==== Texte fourni

L’histoire du cinéma compte une pionnière oubliée : Alice Guy. Née en 1873, elle est considérée comme la première à avoir réalisé un film de fiction, à une époque où les frères Lumière tournaient eux aussi leurs premiers films. Le nouveau Centre Jules Verne lui rend aujourd’hui hommage à travers une exposition, un premier pas qui, espérons-le, conduira à un rayonnement plus large, jusque dans nos salles de cinéma.

Si le nom d’Alice Guy (1873-1968) ne vous évoque rien, rassurez-vous, ce n’est pas un manque de culture générale. Et si, par miracle, vous savez qu’elle est la première réalisatrice, celle qui a activement participé aux débuts du cinéma en France, au tournant du XXe siècle, ce n’est sans doute pas parce que vous avez vu ses films sur grand écran.

Non, vous l’avez probablement découverte à travers une bande dessinée qui lui est consacrée, un podcast sur France Culture ou même son autobiographie. Car oui, Alice Guy a raconté son histoire, parce que personne ne l’avait fait pour elle.

Longtemps absents des grands écrans, une poignée (elle en a réalisé des centaines !) de films muets d’Alice Guy circulent désormais sur YouTube et font enfin leur retour bruxellois là où ils doivent être : dans une salle de cinéma. Enfin... presque. L’ancienne salle de cinéma de Forest, qui comptait 500 places, a fermé ses portes en 1960.

Fraîchement reconvertie en musée de quartier dédié à Jules Verne, elle accueille une exposition sur Alice Guy, choisie pour marquer cette transformation. Cette exposition didactique est importée de France par Michel Dircken. Figure locale haute en couleurs, conservateur du Musée d’Histoire Fantastique de Bruxelles, il veut ouvrir les festivités avec une montgolfière rétro à l’entrée de l’exposition, « si les conditions météo le permettent ».

========
==== Informations extraites

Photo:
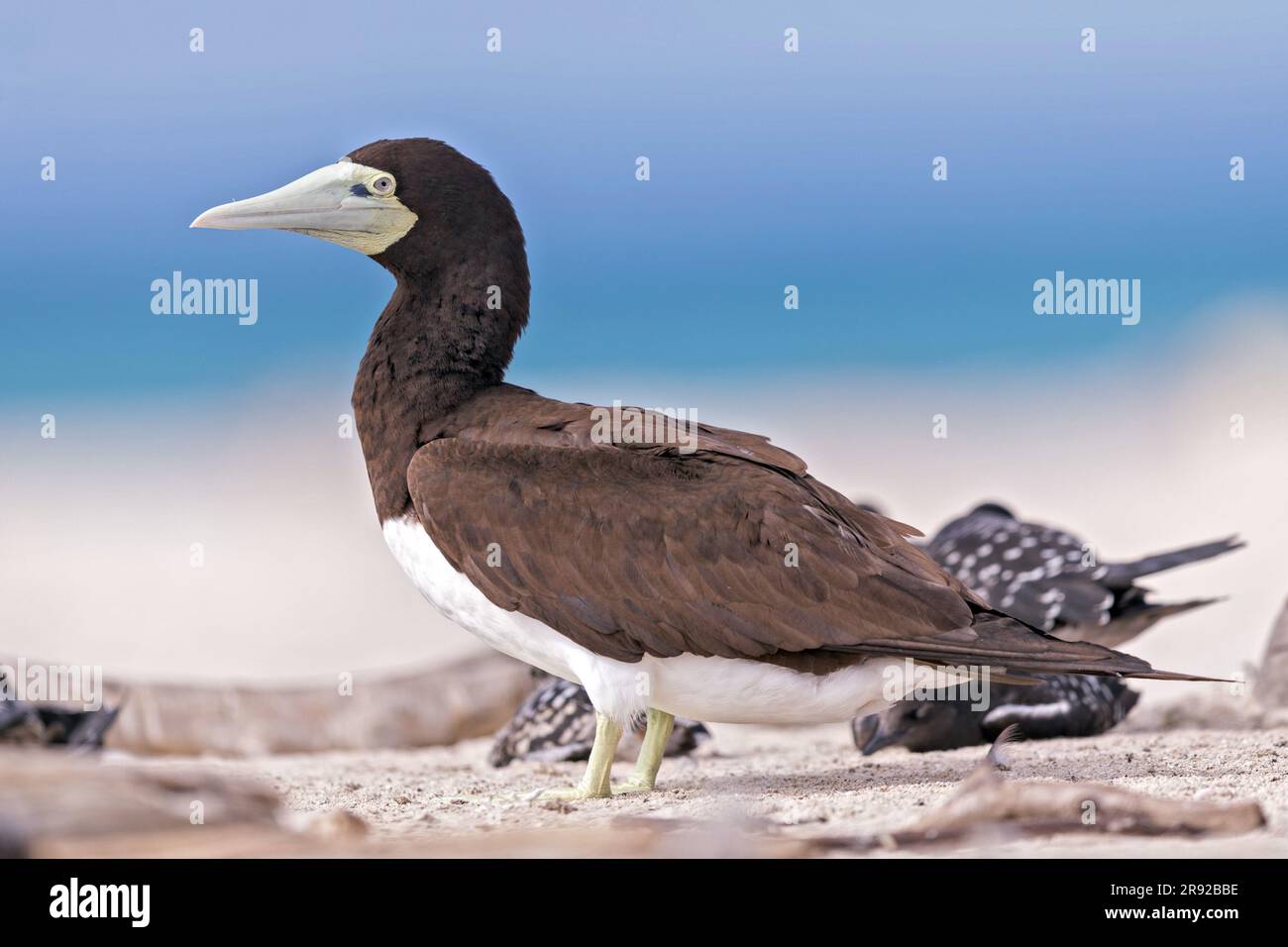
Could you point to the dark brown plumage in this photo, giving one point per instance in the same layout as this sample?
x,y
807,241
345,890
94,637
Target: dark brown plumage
x,y
629,549
585,554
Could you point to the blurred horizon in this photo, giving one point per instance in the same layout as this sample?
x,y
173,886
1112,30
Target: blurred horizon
x,y
768,169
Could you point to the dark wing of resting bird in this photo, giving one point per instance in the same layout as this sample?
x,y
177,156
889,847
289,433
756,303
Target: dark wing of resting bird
x,y
1051,579
730,551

========

▸ Travail à faire
1 – Transcrivez fidèlement le passage du texte sur Alice Guy qui commence par les mots « Si le nom d’Alice » et se termine par « fait pour elle. ».
2 – Répondez aux questions suivantes d'après le texte sur Alice Guy.
(a) En quelle année l'ancienne salle de cinéma de Forest a-t-elle fermé ses portes ?
(b) Qui a importé de France l'exposition sur Alice Guy ?
(c) À qui le musée de quartier est-il dédié ?
3 – Indiquez si chaque affirmation concorde avec le texte sur Alice Guy, en citant les mots du texte qui permettent de trancher.
(a) Alice Guy est née en 1873.
(b) L'exposition sur Alice Guy a été conçue à Bruxelles.
(c) Alice Guy n'a réalisé qu'une poignée de films.
Le listing provient d'une autre source.

▸ Résultats par exercice
1 –
Si le nom d’Alice Guy (1873-1968) ne vous évoque rien, rassurez-vous, ce n’est pas un manque de culture générale. Et si, par miracle, vous savez qu’elle est la première réalisatrice, celle qui a activement participé aux débuts du cinéma en France, au tournant du XXe siècle, ce n’est sans doute pas parce que vous avez vu ses films sur grand écran.

Non, vous l’avez probablement découverte à travers une bande dessinée qui lui est consacrée, un podcast sur France Culture ou même son autobiographie. Car oui, Alice Guy a raconté son histoire, parce que personne ne l’avait fait pour elle.

2 –
(a) En 1960.
(b) Michel Dircken.
(c) À Jules Verne.

3 –
(a) Oui : « Née en 1873 ».
(b) Non : « Cette exposition didactique est importée de France par Michel Dircken. »
(c) Non : « elle en a réalisé des centaines ! »